What the task requires: Copy every line that holds the string "cluster" from the data below.

── Recorded information

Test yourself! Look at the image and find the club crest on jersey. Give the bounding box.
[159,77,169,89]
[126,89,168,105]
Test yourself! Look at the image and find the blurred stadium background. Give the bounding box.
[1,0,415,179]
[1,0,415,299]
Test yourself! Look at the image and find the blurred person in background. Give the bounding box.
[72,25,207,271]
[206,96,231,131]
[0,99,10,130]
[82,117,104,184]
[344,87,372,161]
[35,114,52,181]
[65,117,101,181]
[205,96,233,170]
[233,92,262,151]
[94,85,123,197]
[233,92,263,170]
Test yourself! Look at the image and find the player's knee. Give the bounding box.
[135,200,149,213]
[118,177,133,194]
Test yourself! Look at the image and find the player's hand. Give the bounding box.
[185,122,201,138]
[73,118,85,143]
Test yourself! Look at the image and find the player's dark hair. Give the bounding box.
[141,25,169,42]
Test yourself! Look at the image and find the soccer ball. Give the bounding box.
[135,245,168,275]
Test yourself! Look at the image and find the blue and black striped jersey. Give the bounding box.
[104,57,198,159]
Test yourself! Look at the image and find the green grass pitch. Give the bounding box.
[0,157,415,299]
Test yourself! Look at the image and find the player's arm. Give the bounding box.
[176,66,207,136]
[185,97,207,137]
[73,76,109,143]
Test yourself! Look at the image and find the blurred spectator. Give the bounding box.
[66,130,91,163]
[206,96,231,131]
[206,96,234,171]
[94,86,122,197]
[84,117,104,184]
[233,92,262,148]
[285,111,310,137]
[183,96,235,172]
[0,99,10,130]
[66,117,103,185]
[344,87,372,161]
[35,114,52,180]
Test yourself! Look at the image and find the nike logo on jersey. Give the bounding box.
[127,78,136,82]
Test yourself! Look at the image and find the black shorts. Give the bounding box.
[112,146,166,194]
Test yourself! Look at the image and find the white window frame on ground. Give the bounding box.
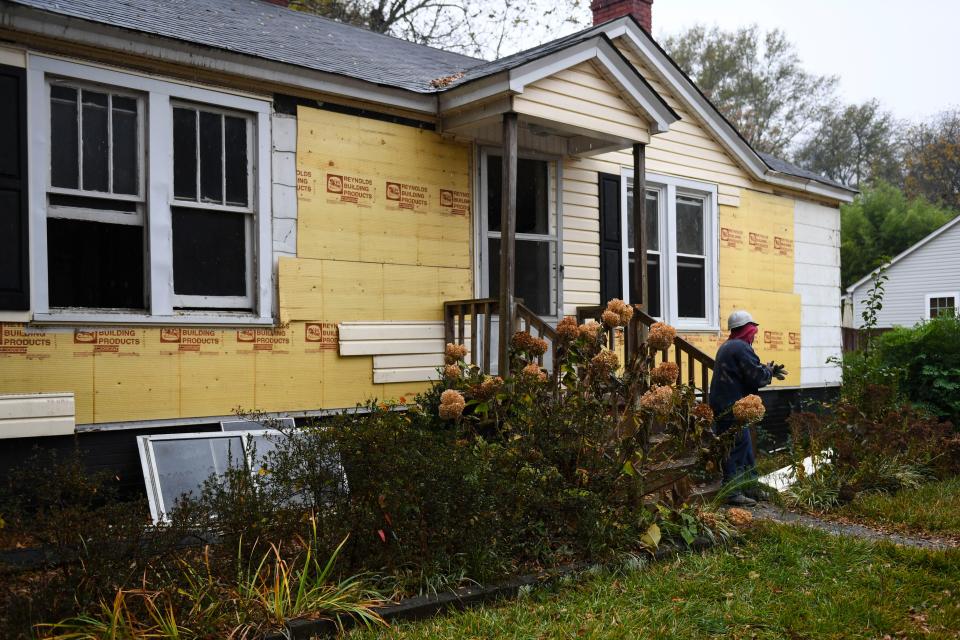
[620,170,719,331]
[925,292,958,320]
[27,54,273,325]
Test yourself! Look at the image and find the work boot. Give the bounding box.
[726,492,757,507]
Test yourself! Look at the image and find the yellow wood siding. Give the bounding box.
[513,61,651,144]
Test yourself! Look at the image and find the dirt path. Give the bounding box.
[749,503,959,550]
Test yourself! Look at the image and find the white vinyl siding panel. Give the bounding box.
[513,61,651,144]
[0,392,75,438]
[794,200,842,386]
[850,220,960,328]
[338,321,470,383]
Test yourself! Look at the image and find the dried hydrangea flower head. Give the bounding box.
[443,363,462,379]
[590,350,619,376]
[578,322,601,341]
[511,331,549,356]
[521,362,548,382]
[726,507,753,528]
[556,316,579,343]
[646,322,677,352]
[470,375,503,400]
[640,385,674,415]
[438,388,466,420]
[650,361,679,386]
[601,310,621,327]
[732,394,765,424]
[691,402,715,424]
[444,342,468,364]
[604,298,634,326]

────
── Recorded information

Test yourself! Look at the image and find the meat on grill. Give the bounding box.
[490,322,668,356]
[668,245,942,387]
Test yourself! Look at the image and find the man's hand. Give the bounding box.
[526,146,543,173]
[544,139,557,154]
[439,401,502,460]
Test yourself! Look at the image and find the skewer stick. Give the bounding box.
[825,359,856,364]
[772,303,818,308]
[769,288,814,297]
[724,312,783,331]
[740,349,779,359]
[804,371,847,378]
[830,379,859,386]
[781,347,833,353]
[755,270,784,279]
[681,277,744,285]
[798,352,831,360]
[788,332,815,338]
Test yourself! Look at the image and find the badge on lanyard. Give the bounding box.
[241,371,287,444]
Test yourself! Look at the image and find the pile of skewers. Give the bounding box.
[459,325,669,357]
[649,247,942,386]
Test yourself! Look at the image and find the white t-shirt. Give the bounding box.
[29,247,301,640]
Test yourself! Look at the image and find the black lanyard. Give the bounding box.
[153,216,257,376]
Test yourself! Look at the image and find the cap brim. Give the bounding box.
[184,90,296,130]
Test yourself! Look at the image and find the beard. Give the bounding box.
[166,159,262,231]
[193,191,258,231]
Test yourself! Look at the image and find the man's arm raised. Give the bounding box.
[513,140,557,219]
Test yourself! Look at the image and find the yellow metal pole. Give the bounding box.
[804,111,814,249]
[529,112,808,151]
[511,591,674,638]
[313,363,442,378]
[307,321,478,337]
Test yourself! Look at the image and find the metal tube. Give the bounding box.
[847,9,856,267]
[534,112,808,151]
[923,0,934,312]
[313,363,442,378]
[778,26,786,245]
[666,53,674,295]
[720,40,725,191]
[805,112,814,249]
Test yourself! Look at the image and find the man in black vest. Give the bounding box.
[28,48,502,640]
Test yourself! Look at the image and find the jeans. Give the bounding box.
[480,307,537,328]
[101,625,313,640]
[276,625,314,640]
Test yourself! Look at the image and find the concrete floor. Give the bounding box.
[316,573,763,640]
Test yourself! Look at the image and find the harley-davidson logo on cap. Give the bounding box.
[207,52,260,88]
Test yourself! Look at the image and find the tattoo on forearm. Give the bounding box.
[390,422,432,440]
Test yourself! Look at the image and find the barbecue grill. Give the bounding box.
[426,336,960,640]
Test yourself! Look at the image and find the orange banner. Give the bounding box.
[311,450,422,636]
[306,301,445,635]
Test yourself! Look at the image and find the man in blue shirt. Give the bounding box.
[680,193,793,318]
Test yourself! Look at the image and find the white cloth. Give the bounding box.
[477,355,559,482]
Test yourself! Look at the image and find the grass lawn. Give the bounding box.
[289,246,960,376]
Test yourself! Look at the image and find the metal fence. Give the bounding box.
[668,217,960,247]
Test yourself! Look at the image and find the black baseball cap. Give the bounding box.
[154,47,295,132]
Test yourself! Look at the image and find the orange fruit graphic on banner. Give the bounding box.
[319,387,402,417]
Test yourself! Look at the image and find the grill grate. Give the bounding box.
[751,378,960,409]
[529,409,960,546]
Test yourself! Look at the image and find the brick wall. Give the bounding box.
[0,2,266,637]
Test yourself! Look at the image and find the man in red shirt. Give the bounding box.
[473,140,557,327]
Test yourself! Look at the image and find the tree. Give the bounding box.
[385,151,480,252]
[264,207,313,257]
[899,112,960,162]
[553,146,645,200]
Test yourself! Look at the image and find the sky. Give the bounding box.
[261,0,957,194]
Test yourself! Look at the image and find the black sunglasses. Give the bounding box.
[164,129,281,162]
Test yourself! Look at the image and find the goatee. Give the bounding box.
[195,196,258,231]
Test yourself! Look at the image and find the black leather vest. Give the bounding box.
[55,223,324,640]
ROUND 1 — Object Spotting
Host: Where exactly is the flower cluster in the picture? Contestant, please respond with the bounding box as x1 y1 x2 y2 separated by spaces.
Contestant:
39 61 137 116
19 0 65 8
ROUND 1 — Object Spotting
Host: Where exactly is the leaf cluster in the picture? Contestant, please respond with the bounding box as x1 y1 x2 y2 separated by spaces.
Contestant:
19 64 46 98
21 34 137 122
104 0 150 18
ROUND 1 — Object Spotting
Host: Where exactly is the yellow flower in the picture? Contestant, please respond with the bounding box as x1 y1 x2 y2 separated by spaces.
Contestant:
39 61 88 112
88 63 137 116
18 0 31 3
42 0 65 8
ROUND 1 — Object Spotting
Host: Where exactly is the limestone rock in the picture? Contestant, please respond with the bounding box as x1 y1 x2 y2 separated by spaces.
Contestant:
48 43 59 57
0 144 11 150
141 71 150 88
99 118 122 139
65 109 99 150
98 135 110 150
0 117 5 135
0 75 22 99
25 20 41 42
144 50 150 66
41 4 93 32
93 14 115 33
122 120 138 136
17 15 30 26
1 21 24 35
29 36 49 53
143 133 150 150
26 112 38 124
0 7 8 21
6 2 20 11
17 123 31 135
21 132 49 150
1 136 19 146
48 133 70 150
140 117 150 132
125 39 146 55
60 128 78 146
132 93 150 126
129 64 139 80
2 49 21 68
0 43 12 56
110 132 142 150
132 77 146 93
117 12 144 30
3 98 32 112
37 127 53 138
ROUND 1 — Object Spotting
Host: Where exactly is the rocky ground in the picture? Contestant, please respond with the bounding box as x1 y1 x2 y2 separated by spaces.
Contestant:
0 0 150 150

────
── Recorded information

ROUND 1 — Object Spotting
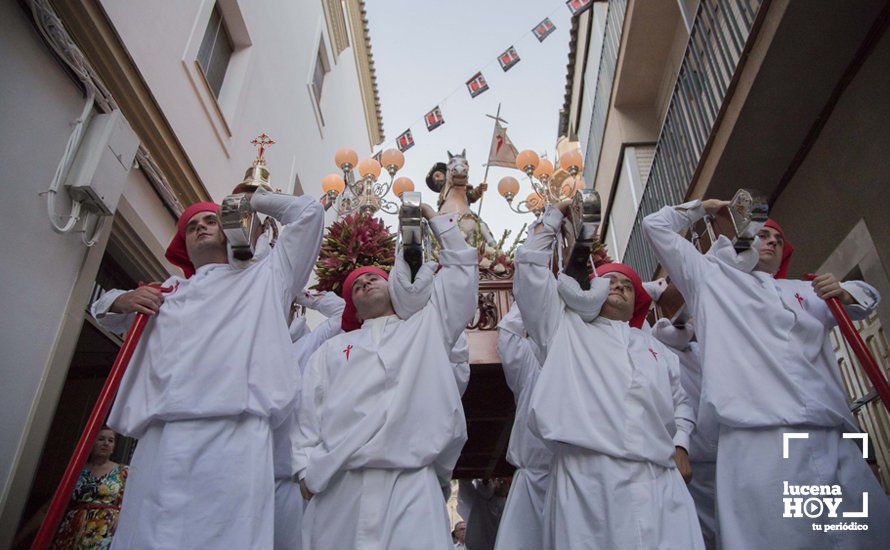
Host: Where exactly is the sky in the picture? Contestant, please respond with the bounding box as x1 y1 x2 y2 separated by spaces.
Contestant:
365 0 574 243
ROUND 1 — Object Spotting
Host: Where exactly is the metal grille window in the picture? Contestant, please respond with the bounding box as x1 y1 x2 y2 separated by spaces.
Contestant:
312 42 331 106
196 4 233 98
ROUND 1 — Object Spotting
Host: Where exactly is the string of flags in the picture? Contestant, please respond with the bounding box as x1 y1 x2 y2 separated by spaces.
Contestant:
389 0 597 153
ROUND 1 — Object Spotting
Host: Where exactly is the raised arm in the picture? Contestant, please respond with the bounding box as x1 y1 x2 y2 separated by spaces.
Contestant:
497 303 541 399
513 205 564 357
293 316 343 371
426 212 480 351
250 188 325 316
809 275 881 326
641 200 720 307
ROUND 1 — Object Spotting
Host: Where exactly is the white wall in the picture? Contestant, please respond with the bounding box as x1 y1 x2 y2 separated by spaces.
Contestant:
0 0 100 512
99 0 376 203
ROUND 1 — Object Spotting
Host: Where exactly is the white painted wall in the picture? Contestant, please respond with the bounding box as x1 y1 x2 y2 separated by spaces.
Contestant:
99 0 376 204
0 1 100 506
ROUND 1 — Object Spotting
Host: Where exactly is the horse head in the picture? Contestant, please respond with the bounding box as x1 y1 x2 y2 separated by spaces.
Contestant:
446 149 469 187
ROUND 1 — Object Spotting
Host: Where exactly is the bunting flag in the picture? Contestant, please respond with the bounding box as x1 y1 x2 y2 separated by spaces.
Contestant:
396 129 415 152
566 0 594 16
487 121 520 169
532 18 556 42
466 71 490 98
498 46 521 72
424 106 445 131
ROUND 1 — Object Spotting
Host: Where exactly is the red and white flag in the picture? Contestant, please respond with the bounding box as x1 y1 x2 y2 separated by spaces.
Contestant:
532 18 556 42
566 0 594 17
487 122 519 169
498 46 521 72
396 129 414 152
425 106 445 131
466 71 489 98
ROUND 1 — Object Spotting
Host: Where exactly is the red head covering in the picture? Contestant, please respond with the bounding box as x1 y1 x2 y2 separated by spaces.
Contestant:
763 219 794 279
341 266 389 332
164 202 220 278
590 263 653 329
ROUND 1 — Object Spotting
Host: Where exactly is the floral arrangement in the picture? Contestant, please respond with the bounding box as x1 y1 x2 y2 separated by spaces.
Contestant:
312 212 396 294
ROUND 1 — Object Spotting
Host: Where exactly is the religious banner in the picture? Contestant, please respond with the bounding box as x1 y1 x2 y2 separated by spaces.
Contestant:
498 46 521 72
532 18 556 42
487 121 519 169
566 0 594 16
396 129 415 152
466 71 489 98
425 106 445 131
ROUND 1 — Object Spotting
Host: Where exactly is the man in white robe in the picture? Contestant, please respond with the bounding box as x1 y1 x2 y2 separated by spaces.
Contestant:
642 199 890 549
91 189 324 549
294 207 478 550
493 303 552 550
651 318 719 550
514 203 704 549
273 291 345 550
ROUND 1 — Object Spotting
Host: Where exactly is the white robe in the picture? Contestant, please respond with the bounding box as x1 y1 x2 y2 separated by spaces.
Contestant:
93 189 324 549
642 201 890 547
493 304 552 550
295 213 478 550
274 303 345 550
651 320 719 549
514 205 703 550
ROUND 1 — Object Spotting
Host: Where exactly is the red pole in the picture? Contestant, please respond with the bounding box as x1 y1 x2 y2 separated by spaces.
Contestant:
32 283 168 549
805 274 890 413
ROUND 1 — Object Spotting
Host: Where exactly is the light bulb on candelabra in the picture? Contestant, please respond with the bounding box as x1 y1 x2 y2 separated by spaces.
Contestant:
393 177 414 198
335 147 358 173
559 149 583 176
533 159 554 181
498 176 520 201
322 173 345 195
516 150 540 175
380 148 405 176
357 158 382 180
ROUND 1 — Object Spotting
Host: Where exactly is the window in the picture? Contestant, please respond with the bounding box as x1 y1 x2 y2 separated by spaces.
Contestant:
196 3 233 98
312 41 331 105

────

Task response:
Host: Where exactly is the flower cluster in the picture? Contestant, please respond with the bounding box as x1 y1 x2 y2 separated by spaces.
Host: Where exactly is the leaf cluster in the picture? Contestant, please respond with the bounding box as x1 y1 x2 y2 separated by spaces.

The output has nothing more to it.